Your reply should hold every entry below exactly as written and none of the pictures.
⁂
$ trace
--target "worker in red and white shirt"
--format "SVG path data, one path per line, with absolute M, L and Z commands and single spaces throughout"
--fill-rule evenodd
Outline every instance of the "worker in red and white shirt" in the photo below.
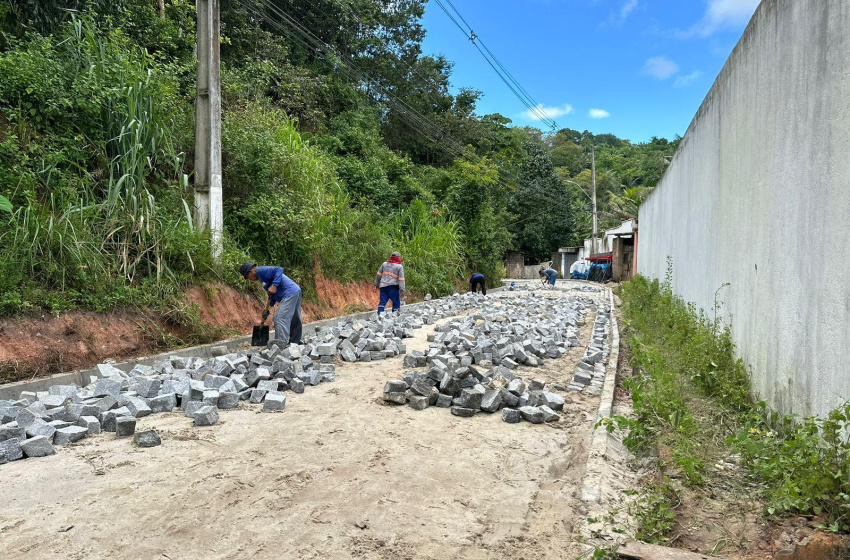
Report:
M 375 276 L 375 287 L 381 291 L 378 315 L 384 312 L 387 301 L 392 301 L 393 311 L 398 311 L 401 307 L 400 293 L 407 291 L 404 283 L 404 266 L 401 264 L 399 253 L 393 253 L 378 269 L 378 274 Z

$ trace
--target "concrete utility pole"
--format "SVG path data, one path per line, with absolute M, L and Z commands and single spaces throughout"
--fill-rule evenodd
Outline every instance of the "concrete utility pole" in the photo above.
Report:
M 590 151 L 590 181 L 593 184 L 593 241 L 591 241 L 591 254 L 598 253 L 596 238 L 599 236 L 598 213 L 596 211 L 596 146 Z
M 198 88 L 195 101 L 195 225 L 209 229 L 212 254 L 221 257 L 221 58 L 219 0 L 197 0 Z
⁂
## Exercise response
$ trace
--target "worker in red and white shirt"
--format "SVG path data, one path per line, with absolute M, L and Z commands and single spaces throughout"
--fill-rule evenodd
Outline every instance of the "worker in red and white shirt" in the photo below.
Report:
M 375 276 L 375 287 L 381 291 L 378 315 L 384 312 L 387 301 L 392 301 L 393 311 L 398 311 L 401 307 L 400 293 L 407 291 L 404 283 L 404 266 L 401 264 L 399 253 L 393 253 L 378 269 L 378 274 Z

$ trace
--target "concrete utility pole"
--format "SVG path data, one path per line, with absolute M, L and Z commands and single spaces throughout"
--fill-rule evenodd
Outline every instance of the "concrete utility pole" in the photo above.
Report:
M 590 151 L 590 181 L 593 184 L 593 241 L 591 241 L 591 254 L 598 253 L 596 238 L 599 236 L 598 213 L 596 211 L 596 146 Z
M 198 88 L 195 101 L 195 225 L 209 229 L 212 254 L 221 257 L 221 58 L 219 0 L 197 0 Z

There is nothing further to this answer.